→ **TASK REQUIREMENTS**: State how many lines in the following entries contain the word "cabinet". No other output.

--------

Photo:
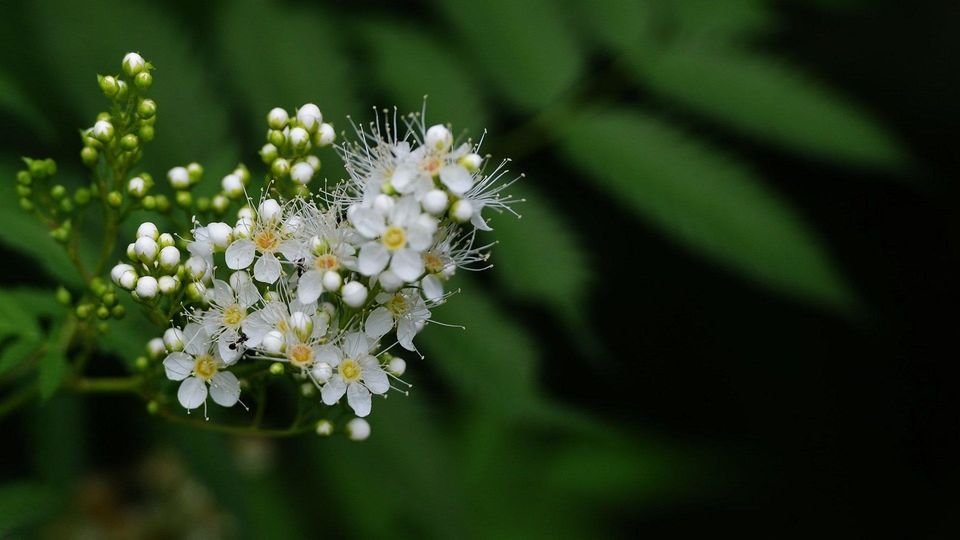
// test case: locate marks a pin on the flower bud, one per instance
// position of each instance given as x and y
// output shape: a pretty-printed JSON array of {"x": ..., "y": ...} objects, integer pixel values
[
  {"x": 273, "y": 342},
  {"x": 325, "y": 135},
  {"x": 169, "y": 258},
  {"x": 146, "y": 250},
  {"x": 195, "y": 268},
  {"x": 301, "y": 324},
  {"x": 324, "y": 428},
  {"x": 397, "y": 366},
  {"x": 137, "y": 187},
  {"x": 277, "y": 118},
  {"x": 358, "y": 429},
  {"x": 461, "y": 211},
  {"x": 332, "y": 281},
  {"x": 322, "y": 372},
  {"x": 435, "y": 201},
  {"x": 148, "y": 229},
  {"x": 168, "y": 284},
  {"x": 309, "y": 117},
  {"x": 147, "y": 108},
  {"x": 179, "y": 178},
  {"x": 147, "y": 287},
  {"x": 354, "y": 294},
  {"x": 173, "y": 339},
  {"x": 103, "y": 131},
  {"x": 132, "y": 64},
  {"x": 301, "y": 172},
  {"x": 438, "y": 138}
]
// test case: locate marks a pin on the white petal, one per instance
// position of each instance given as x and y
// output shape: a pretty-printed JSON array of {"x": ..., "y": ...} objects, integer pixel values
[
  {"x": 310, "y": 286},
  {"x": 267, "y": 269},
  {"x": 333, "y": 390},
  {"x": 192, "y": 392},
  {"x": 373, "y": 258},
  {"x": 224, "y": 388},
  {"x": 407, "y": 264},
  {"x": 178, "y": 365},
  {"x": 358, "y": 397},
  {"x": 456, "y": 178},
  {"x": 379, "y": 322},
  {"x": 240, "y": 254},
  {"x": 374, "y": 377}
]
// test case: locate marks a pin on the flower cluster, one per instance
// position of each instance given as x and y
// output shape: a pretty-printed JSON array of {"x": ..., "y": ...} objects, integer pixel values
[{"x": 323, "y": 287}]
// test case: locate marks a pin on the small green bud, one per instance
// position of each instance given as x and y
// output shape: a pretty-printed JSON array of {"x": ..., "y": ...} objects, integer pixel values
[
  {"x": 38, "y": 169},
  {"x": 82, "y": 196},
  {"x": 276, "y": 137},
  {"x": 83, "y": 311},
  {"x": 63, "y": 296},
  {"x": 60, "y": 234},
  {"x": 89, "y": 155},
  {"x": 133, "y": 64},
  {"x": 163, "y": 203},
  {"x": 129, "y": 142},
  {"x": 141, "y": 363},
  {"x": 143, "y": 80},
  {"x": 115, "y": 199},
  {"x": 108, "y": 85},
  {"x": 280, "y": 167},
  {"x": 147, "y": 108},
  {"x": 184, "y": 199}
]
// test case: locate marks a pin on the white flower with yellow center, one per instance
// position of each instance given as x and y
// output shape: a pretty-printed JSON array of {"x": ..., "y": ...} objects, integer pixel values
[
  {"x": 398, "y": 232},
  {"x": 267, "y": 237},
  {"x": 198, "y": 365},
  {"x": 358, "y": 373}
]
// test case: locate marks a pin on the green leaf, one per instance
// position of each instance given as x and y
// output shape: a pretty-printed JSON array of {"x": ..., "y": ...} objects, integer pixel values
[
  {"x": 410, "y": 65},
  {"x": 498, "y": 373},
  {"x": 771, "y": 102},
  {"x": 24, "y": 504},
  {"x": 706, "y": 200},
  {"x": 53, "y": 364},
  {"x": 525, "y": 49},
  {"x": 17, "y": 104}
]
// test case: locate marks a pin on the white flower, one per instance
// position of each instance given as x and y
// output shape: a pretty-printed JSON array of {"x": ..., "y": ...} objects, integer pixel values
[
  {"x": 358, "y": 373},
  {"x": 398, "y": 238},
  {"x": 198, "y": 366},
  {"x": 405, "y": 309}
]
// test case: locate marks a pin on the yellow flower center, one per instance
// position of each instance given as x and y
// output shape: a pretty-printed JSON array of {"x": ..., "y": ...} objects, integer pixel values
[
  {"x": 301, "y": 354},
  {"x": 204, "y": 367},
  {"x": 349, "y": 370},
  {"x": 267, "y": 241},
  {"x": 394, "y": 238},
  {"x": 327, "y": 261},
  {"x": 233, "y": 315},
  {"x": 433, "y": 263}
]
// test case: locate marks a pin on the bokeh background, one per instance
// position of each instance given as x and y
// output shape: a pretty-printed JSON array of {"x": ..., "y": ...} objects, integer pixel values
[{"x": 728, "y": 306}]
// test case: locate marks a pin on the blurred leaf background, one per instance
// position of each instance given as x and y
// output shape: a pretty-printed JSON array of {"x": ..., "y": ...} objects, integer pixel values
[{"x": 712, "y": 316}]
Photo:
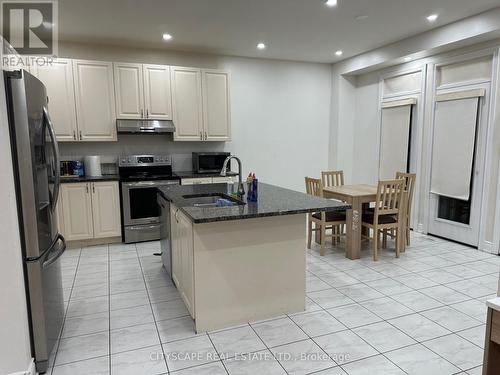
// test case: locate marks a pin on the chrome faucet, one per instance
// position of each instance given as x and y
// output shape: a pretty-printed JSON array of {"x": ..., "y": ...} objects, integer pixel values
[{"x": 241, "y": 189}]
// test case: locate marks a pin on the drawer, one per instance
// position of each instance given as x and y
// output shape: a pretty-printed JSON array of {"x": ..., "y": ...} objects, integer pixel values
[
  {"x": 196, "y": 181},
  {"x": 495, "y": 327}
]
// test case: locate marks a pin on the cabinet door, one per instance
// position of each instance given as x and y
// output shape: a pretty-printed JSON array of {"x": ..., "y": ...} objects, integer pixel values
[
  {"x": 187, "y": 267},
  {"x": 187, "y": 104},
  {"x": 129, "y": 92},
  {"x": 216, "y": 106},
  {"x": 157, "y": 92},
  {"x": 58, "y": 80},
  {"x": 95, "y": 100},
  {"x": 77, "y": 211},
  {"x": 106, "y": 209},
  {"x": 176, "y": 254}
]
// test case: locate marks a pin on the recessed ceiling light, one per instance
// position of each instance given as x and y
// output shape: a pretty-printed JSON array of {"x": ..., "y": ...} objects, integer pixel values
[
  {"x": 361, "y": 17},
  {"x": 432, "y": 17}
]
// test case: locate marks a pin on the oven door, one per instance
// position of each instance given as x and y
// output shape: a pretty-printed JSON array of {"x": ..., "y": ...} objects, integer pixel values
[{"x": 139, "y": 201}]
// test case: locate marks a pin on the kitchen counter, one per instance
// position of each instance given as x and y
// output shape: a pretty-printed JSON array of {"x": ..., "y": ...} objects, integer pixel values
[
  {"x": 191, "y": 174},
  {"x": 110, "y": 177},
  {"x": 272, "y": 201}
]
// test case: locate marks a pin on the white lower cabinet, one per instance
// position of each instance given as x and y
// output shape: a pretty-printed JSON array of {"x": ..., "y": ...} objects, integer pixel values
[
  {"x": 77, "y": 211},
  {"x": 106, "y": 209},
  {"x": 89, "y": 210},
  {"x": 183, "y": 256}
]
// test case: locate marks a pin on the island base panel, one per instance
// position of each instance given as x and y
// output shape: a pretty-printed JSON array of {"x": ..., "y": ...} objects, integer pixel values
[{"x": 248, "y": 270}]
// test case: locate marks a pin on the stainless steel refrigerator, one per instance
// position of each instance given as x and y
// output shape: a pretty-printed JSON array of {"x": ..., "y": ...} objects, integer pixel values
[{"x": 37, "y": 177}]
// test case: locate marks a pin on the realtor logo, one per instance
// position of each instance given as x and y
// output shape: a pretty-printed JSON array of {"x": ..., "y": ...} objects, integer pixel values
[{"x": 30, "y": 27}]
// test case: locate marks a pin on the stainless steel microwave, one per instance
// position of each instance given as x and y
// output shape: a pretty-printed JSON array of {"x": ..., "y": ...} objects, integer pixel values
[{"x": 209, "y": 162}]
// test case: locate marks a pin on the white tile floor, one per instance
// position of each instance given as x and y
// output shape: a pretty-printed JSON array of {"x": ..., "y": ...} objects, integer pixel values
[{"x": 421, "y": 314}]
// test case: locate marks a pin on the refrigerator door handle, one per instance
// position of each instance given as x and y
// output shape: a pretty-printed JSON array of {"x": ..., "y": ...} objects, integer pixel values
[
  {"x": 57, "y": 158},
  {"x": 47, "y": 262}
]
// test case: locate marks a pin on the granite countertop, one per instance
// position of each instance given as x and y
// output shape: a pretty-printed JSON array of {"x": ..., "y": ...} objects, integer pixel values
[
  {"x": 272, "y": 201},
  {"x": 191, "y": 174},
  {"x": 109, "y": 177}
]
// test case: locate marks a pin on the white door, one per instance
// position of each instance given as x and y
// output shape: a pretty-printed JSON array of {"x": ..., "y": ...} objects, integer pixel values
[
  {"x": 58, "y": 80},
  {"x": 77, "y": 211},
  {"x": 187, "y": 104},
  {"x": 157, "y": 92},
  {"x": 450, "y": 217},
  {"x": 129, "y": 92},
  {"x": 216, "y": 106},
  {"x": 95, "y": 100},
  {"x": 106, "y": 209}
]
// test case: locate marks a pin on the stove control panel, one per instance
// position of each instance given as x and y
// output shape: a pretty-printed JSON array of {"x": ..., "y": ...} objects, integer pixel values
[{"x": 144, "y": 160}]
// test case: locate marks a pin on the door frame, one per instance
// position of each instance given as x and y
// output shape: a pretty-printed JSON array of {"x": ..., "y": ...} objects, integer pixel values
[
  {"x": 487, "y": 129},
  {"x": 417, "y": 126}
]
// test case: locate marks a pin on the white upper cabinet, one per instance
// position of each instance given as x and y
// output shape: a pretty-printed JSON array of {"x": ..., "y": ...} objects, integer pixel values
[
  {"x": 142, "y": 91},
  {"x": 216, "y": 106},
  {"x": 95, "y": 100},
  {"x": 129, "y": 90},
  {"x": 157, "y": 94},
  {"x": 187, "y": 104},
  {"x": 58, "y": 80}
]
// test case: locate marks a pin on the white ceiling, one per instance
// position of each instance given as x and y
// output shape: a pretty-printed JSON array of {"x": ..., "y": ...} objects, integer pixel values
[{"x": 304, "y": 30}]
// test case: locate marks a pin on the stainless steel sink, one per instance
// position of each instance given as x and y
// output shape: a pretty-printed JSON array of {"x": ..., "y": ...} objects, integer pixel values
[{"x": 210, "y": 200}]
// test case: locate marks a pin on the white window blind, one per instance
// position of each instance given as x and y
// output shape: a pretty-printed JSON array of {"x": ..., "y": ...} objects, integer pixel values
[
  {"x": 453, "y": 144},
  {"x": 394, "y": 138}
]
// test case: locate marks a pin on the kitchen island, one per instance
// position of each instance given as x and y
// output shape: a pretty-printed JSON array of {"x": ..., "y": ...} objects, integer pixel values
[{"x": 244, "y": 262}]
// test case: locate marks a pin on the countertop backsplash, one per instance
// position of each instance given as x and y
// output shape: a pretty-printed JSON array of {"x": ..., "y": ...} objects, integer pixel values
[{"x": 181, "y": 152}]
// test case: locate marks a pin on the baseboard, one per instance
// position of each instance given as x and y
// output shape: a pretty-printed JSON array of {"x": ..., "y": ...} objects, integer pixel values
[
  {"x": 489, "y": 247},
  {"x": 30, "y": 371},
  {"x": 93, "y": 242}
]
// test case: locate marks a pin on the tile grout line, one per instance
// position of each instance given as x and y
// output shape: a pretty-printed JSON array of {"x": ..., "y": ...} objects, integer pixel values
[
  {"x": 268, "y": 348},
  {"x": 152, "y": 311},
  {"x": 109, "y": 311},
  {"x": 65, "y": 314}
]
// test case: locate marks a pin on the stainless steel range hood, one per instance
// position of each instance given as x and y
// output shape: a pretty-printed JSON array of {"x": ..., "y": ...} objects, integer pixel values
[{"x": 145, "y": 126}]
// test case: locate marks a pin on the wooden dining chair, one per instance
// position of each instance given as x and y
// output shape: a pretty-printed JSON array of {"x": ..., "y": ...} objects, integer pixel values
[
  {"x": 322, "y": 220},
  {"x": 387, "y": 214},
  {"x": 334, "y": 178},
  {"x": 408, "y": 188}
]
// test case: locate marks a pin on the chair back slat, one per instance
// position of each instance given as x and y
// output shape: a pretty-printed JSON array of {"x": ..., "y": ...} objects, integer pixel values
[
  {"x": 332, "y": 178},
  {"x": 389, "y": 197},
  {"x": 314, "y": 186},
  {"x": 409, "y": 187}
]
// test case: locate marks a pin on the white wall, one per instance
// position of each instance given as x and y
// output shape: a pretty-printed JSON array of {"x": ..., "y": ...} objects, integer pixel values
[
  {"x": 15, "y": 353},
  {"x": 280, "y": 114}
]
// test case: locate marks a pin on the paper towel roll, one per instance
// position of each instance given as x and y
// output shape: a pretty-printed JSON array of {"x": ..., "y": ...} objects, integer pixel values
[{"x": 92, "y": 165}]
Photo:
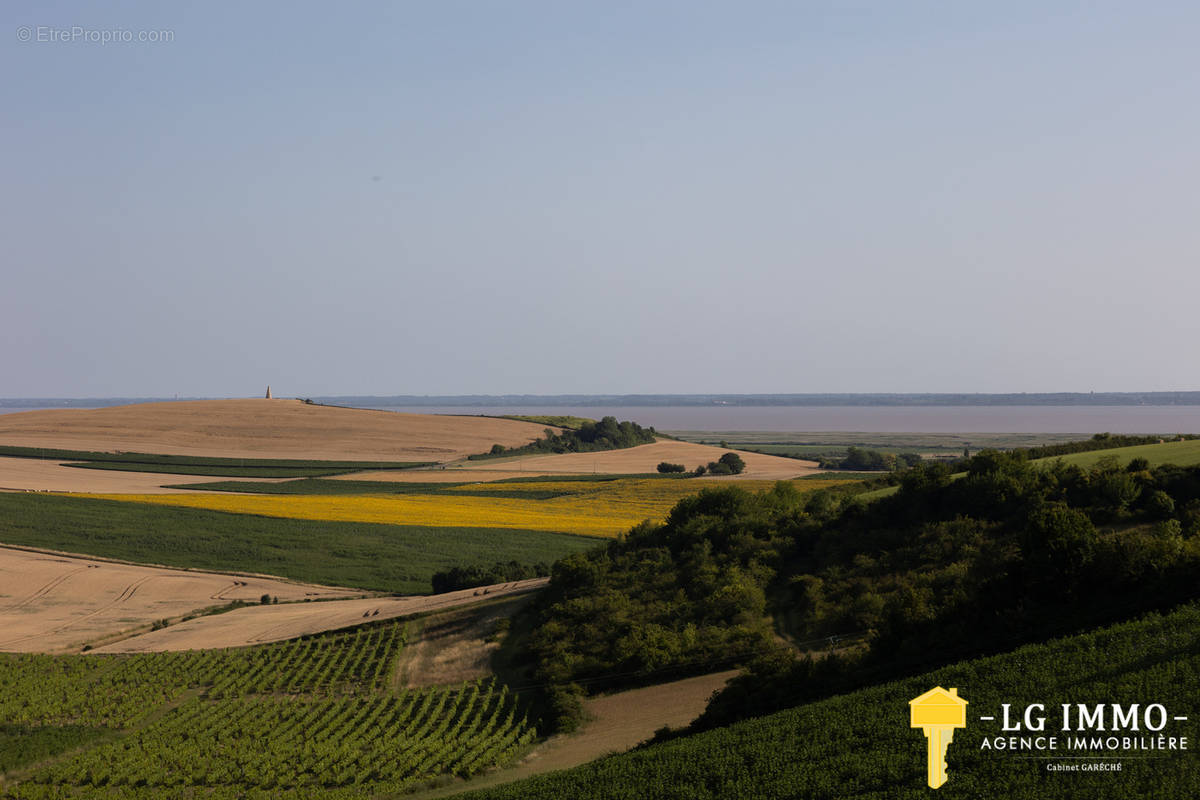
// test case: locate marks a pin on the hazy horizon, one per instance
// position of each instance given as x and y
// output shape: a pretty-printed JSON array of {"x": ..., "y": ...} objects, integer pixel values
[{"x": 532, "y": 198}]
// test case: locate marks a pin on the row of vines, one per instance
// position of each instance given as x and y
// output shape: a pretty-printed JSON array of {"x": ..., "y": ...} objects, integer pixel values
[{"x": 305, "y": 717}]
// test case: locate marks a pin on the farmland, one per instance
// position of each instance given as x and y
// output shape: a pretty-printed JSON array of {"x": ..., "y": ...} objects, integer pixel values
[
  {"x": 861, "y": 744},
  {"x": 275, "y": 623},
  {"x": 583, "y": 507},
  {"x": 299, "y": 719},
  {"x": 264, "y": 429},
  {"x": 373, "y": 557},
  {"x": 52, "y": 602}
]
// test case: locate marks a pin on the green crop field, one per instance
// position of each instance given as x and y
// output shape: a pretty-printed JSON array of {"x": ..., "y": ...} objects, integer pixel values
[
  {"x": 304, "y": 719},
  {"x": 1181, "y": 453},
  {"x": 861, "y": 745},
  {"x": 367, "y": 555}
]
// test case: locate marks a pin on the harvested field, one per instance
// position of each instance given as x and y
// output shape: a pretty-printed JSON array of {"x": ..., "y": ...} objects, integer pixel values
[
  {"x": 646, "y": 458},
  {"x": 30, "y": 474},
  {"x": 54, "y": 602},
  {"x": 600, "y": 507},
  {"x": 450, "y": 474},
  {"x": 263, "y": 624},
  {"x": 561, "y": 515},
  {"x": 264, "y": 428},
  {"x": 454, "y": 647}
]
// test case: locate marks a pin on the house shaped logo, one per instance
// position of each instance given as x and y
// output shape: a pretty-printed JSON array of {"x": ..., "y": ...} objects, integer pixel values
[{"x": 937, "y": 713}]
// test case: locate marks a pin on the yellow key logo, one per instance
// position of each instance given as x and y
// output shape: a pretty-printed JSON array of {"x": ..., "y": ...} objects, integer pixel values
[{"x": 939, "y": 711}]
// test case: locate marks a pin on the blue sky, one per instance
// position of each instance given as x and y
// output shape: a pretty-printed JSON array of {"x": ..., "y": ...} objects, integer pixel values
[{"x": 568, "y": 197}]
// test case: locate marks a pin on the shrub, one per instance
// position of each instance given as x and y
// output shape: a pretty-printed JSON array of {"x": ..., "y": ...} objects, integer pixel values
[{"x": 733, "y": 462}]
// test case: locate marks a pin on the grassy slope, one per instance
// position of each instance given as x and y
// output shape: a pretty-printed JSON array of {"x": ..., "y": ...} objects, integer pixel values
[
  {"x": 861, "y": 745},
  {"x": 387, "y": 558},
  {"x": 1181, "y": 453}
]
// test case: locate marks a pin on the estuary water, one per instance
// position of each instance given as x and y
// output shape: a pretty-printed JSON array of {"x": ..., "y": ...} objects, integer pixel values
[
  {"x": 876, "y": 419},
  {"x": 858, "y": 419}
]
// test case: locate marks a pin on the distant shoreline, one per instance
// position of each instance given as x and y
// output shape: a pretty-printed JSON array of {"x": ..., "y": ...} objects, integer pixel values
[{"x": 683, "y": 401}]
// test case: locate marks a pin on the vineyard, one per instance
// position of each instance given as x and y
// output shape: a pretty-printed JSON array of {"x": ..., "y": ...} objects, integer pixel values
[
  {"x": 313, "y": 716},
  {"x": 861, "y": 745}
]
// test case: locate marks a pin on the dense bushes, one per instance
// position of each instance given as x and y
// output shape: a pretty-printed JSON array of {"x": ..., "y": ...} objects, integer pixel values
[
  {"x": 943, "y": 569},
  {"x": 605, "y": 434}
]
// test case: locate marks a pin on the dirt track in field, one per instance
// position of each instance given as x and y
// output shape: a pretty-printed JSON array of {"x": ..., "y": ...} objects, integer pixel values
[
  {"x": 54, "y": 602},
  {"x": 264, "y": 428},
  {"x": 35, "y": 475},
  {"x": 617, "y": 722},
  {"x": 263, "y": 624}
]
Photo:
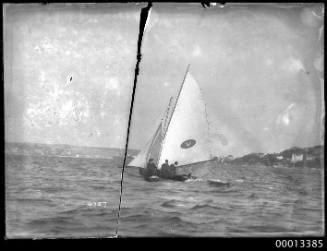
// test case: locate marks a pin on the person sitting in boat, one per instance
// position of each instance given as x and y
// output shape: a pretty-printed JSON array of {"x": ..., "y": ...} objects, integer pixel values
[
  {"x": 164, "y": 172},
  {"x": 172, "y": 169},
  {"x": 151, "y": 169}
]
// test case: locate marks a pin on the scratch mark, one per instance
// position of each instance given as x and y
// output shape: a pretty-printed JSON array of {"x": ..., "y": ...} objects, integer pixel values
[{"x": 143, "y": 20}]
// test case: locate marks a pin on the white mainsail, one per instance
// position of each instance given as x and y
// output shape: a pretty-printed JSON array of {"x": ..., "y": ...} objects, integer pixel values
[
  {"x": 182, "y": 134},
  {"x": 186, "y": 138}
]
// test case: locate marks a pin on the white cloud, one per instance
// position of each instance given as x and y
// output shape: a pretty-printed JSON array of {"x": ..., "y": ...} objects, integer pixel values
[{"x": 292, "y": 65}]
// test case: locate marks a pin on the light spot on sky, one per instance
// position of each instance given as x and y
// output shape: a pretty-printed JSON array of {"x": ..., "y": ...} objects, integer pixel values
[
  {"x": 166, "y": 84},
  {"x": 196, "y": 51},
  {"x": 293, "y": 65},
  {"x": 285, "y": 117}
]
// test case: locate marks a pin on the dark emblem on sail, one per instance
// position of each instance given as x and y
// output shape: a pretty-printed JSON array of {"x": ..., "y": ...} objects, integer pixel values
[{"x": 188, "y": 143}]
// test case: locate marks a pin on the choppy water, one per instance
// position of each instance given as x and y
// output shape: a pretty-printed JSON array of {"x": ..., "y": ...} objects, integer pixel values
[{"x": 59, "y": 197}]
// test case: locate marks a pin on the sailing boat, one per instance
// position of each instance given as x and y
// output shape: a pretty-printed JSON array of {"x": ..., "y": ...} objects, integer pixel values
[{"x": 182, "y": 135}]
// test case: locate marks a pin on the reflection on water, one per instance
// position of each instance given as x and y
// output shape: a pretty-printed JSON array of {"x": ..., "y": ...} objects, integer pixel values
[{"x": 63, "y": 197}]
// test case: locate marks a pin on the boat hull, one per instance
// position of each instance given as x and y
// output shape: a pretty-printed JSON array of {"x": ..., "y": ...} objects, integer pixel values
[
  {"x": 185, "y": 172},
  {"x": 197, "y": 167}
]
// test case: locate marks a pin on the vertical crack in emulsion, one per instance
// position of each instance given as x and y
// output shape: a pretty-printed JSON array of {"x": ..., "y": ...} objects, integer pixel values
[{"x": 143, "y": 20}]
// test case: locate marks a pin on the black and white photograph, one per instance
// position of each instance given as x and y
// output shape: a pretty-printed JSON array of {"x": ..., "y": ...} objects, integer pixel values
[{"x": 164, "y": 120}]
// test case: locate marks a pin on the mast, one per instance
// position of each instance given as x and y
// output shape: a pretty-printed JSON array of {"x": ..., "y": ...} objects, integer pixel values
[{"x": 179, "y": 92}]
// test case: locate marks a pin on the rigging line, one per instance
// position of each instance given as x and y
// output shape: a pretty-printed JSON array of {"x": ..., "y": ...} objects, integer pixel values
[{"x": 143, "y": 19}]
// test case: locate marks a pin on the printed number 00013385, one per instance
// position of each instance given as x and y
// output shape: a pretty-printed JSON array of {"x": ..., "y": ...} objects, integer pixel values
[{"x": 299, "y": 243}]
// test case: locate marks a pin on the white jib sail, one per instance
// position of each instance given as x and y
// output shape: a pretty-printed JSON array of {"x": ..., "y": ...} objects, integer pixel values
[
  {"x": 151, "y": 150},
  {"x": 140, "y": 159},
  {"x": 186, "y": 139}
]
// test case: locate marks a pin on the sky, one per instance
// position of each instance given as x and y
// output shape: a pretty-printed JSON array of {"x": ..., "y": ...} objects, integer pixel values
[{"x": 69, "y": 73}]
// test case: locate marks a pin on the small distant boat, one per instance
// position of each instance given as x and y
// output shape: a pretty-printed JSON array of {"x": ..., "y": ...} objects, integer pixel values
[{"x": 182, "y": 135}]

--------

→ **OUTPUT FOR THIS EXERCISE**: 3